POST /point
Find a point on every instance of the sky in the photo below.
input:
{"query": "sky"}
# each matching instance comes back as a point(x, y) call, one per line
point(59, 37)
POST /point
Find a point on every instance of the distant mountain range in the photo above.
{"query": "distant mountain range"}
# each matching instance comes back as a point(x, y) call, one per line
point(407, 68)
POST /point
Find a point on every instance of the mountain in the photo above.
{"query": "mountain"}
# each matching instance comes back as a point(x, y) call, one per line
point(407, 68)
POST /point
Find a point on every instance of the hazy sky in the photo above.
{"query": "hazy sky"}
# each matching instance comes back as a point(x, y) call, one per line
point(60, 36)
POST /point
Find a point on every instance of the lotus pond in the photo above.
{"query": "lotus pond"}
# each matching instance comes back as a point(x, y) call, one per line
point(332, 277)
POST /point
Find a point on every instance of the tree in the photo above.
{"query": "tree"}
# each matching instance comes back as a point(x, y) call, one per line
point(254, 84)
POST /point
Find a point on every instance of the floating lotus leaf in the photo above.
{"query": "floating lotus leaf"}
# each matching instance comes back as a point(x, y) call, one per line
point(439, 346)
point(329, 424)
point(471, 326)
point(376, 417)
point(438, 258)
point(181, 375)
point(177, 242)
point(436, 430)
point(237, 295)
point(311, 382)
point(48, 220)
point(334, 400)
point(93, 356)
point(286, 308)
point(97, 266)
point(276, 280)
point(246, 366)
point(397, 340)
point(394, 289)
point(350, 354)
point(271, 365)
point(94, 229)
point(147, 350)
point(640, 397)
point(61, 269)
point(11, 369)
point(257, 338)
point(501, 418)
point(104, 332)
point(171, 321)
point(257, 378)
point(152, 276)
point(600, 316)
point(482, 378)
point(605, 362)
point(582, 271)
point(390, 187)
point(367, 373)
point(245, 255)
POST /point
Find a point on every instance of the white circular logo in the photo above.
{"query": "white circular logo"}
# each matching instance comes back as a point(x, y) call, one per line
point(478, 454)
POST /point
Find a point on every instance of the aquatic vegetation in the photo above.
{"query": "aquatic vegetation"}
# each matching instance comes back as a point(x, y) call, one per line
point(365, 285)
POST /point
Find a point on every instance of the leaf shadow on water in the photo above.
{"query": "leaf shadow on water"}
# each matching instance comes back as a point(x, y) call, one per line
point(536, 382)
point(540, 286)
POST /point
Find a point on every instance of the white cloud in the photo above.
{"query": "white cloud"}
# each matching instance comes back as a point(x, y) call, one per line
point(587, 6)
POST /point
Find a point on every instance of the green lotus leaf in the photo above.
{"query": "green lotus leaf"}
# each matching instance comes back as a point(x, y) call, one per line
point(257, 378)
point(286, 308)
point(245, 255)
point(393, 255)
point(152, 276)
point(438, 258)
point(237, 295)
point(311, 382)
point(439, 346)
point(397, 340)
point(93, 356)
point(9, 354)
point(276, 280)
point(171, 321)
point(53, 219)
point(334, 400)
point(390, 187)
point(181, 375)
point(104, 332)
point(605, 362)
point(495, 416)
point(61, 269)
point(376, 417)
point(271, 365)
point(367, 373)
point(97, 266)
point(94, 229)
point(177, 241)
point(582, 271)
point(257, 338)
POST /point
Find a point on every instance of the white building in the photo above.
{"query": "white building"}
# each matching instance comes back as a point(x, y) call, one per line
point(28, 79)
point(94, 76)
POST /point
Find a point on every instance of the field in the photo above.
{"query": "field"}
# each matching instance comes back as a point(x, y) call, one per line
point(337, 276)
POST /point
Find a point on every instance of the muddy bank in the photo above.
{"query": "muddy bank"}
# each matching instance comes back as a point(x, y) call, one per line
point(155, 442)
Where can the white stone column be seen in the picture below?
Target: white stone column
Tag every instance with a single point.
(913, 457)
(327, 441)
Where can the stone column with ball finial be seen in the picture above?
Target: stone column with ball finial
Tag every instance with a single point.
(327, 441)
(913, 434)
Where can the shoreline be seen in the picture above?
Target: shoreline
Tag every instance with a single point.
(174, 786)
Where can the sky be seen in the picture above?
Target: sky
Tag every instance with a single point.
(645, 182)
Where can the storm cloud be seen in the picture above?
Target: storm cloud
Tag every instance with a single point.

- - - -

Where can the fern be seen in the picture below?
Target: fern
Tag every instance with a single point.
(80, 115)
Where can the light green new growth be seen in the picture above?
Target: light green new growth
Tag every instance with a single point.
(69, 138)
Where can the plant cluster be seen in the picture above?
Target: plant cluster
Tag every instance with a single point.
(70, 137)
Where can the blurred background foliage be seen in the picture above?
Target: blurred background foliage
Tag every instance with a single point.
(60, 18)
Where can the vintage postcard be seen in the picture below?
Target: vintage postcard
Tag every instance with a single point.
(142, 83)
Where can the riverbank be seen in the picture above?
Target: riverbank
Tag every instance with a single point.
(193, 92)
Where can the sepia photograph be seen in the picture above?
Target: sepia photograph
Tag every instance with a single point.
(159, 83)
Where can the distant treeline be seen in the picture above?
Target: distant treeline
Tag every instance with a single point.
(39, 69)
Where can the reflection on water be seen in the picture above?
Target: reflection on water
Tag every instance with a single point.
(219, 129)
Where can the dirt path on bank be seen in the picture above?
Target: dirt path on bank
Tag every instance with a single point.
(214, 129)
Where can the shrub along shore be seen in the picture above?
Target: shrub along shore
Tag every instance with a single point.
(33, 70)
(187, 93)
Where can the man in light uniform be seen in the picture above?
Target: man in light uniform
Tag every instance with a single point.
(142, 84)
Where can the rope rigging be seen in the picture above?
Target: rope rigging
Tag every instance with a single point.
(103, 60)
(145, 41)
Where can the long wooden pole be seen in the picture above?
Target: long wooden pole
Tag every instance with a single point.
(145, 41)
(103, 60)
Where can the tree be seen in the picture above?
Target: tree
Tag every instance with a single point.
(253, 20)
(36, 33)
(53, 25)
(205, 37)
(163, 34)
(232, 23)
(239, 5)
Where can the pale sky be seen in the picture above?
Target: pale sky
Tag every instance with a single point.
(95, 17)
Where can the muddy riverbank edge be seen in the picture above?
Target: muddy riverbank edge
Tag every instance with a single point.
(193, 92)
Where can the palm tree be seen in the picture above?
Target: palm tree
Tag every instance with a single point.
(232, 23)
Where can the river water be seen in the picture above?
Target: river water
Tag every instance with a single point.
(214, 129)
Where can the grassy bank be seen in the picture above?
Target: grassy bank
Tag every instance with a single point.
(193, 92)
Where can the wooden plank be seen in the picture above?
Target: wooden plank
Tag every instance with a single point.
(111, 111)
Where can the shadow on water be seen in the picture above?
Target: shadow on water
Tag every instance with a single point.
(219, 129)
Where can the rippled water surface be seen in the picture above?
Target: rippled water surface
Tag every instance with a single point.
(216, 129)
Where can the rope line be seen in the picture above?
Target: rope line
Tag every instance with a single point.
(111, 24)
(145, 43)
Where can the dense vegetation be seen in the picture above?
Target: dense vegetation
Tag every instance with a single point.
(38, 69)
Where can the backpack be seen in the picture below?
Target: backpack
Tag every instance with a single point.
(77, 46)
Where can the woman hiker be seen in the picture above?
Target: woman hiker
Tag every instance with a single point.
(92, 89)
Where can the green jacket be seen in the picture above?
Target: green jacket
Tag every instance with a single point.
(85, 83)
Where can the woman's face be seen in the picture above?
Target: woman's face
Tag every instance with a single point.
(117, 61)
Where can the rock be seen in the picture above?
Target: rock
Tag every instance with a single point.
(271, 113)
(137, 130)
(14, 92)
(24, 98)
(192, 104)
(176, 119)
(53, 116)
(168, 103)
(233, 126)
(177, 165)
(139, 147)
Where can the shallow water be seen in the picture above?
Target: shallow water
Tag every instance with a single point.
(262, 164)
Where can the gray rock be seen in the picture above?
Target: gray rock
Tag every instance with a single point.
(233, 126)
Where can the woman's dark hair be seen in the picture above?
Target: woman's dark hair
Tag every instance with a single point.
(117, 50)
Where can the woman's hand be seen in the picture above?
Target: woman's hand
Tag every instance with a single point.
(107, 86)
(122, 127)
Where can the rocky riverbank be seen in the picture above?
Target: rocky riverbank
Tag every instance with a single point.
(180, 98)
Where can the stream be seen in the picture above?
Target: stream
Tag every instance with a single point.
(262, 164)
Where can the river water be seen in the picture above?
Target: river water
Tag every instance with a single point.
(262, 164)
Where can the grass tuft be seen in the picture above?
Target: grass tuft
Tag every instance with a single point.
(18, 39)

- - - -

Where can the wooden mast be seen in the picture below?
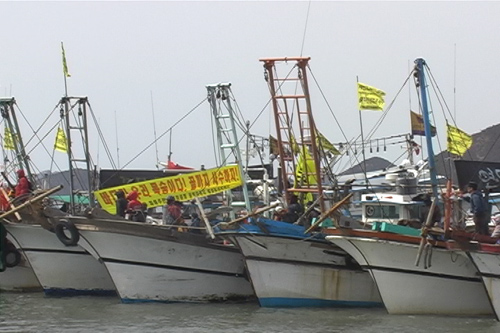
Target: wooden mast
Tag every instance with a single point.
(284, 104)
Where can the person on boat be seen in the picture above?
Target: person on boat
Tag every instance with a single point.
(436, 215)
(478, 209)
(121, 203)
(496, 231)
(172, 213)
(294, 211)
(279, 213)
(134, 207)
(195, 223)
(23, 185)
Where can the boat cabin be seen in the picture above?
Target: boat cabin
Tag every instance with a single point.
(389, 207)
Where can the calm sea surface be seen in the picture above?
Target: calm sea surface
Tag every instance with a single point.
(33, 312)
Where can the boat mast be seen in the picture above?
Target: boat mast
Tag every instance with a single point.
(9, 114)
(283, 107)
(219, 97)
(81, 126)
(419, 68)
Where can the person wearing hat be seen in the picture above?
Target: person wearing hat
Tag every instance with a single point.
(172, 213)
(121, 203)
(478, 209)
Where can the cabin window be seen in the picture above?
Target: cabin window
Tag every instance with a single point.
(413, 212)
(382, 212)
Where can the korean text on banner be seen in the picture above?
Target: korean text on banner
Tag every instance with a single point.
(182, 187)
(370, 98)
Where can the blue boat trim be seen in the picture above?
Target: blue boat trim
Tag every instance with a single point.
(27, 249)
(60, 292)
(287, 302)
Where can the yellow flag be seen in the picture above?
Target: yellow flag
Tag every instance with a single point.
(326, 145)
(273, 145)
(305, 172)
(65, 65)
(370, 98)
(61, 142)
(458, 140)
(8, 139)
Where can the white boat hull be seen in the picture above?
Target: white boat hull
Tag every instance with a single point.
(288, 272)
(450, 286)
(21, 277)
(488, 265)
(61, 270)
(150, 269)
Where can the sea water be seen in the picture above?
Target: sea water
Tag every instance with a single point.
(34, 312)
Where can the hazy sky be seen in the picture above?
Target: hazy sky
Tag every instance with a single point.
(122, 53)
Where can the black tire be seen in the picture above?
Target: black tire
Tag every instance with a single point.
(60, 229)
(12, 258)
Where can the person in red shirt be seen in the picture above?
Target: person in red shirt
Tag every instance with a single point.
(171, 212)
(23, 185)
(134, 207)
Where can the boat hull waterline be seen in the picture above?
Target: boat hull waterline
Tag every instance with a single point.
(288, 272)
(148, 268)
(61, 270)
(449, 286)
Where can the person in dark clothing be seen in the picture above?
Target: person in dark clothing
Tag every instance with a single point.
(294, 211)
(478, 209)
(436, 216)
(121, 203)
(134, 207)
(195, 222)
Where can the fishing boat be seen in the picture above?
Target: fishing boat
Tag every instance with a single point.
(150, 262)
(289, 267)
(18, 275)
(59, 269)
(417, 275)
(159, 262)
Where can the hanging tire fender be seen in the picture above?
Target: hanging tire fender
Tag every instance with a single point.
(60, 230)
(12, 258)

- - - -

> **Description of the task**: The word "field" occurs on some lines of the entries. Work out how many such lines there are and reply with the number alone.

> **Solved exercise**: 2